Location labeling data
▬▬▬▬▬▬▬▬▬▬
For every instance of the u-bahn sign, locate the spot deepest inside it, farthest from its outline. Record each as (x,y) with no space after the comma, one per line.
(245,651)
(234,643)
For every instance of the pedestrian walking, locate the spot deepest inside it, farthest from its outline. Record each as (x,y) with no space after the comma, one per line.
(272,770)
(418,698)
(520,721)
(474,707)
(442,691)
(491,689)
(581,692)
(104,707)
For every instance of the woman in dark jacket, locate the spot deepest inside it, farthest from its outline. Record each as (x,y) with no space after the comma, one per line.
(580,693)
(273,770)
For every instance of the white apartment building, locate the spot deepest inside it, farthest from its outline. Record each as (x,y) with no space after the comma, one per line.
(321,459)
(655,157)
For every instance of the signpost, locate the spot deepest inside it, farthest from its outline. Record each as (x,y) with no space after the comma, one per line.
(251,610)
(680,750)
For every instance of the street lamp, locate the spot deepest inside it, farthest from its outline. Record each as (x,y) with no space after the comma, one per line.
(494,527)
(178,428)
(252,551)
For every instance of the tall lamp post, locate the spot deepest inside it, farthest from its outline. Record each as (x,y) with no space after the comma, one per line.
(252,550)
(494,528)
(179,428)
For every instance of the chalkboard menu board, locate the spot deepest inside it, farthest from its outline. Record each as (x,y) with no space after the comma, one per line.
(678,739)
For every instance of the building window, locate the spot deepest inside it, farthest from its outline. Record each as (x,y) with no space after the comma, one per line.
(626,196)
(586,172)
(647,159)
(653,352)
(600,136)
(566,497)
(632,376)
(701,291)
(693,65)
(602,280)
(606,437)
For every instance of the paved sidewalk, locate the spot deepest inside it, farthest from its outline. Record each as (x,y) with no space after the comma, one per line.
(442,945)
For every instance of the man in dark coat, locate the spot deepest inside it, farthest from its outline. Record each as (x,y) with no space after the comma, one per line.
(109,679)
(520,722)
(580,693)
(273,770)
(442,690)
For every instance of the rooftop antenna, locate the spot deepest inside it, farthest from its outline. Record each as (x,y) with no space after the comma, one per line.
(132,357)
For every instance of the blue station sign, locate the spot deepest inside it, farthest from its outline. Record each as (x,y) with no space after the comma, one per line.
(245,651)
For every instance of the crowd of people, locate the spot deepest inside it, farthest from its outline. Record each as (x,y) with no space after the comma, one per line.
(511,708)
▬▬▬▬▬▬▬▬▬▬
• **WRITTEN EXERCISE**
Retype the data unchanged, starting at the line that contains "For every instance of the blue" and ending at the last line of the data, with both of those lines included.

• **OUTPUT**
For every instance of the blue station sign, locate the spot deepest inside it, farthest from its outline. Record each as (x,y) with no space after the comma, one per line.
(245,651)
For every instance of the crowd of people, locate the spot deepest inside it, farthest from its outline. Record each as (x,y) with no space after the comma, one per line.
(511,708)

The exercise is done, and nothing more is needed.